The political savvy and legislative know-how that Appleton (D-Poulsbo) gained in 11 years as a lobbyist in Washington’s capital was best exemplified when, unlike most of her first-year counterparts, she avoided taking on a bipartisan-backed bill with almost guaranteed passage.

Instead, she took on one of the most controversial topics around: health care reform.

“For freshman, they try to make your first bill your easiest bill,” Appleton said. “And what happened was that this was a very controversial bill.”

That piece of legislation, House Bill 1168, would authorize the state board of pharmacy to regulate non-resident Canadian pharmacies, following a line of other bills aimed at importing prescription drugs from Canada to drive down health care costs. A centerpiece of Appleton’s campaign promises, the bill prompted more than a dozen floor speeches both for and against and debate raged for 40 minutes.

In her own speech, Appleton attempted to appease her opponents, who say the issue will hurt economically the American pharmaceutical industry.

“I think we all want senior citizens to be able to buy from American pharmacies,” Appleton said, citing her own mother as a beneficiary of Canadian imports. “But unfortunately, they can’t.”

The divide on the issue turned out to be almost purely partisan, the Democrats in favor and the Republicans against. Rep. Bev Woods (R-Poulsbo), the other 23rd District house member with Appleton, was largely critical of the importation concept.

“There’s prescription drug bills that will do nothing to help (make) affordable prescription drugs for the citizens of this state,” Woods countered. “(HB 1168) isn’t even legal. How in the world does Washington state think that it can go to Canada and regulate pharmacies in another country?”

But Appleton’s majority party won the vote, with the bill passing 54-41. The bill now moves into the senate, where it will face a more ferocious battle due to a tighter partisan gap.

Diversified bill portfolio

Though it is the first she’s passed, that bill is only the tip of the iceberg of a busy Appleton agenda. Also the assistant majority whip in the house, Appleton’s sponsored bills include everything from designating the Orca whale as the state’s official marine mammal to regulating the body piercing industry.

Her work on the select committee on Hood Canal has produced a bill that would mandate a study of the geoduck population in the environmentally-troubled waterway, the first in 34 years. But she also wanted to ensure her constituency that the legislative committee isn’t stepping on the toes of local agencies that are already working on the canal’s environmental issues.

“They’re afraid we’re going to jump in and demand they spend millions of dollars. We’re not doing that,” she said, adding that the legislative canal committee will attempt to align all concerned bodies by making the Hood Canal Coordinating Council the overseer of all groups.

◆ Data block ◆
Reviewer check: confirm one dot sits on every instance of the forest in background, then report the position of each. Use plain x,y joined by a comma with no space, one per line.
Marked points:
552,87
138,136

◆ What to work on ◆
Translate this sentence from the article on Appleton's pharmacy bill into Spanish: "Instead, she took on one of the most controversial topics around: health care reform."

◆ Result of this exercise ◆
En cambio, asumió uno de los temas más controvertidos que hay: la reforma de la atención médica.